* BEGIN Supplied data *

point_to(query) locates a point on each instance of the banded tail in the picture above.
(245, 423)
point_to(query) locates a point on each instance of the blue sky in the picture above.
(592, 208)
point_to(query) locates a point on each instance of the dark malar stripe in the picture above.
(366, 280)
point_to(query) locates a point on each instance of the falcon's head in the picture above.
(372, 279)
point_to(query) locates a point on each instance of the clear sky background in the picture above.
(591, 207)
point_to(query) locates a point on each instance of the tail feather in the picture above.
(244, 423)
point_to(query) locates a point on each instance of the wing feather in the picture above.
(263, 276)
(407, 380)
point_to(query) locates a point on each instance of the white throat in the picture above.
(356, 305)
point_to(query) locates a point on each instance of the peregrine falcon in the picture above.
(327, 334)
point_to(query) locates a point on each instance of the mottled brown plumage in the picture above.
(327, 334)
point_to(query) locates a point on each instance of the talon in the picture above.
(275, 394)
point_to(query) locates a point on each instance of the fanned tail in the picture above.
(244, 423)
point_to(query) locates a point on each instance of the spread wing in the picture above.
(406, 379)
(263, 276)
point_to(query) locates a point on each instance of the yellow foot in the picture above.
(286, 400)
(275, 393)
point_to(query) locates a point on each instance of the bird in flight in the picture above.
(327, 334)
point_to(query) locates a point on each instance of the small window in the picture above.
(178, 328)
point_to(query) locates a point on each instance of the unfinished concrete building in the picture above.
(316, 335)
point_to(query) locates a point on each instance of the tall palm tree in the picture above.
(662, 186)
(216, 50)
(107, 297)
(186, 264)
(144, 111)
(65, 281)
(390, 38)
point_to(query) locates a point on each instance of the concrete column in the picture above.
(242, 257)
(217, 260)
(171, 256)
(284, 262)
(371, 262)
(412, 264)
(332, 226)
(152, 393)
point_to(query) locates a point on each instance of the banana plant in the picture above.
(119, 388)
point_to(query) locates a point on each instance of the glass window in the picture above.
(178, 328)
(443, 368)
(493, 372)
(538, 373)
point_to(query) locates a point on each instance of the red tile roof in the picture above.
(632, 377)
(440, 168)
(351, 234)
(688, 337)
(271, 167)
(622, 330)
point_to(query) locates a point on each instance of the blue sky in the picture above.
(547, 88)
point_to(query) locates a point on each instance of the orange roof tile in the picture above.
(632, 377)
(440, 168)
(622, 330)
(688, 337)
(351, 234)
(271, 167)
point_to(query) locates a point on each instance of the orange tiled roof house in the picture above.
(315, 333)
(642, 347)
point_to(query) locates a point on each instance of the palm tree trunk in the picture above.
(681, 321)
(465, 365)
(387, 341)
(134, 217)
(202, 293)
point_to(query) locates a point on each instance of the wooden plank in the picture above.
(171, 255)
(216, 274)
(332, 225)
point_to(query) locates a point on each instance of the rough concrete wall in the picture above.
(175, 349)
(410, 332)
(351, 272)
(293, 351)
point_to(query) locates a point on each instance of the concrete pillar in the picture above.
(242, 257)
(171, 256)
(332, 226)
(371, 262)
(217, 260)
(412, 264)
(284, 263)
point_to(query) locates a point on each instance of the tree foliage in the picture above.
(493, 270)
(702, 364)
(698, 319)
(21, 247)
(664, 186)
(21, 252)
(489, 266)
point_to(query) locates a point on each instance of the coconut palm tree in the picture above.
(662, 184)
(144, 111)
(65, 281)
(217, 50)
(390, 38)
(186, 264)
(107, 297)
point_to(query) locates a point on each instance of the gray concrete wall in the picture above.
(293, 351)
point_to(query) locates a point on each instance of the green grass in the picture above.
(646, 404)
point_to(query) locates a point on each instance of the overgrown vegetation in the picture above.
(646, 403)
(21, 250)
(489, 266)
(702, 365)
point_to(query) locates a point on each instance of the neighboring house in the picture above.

* END Supplied data *

» Problem to solve: Reproduce the stretch from the line containing "point_to(query) locates a point on each instance of the coconut" through the end of the entries, shifting each point coordinate, both x and y, up by 20. Keep every other line as it stands.

» Task output:
point_to(query) locates a point on each instance of the coconut palm tree in the picture above.
(682, 204)
(164, 131)
(85, 301)
(237, 70)
(410, 58)
(206, 284)
(127, 317)
point_to(query) locates a point on each instance of the gray concrete wall in the picture above.
(313, 371)
point_to(query) locates a point on each instance of the green grass in the picture above.
(666, 424)
point_to(query) locates a point on each instance of the overgrown vegetation in the picture above.
(666, 423)
(41, 270)
(509, 286)
(722, 385)
point_to(query) locates a point on each instance of the neighboring house in the picture above.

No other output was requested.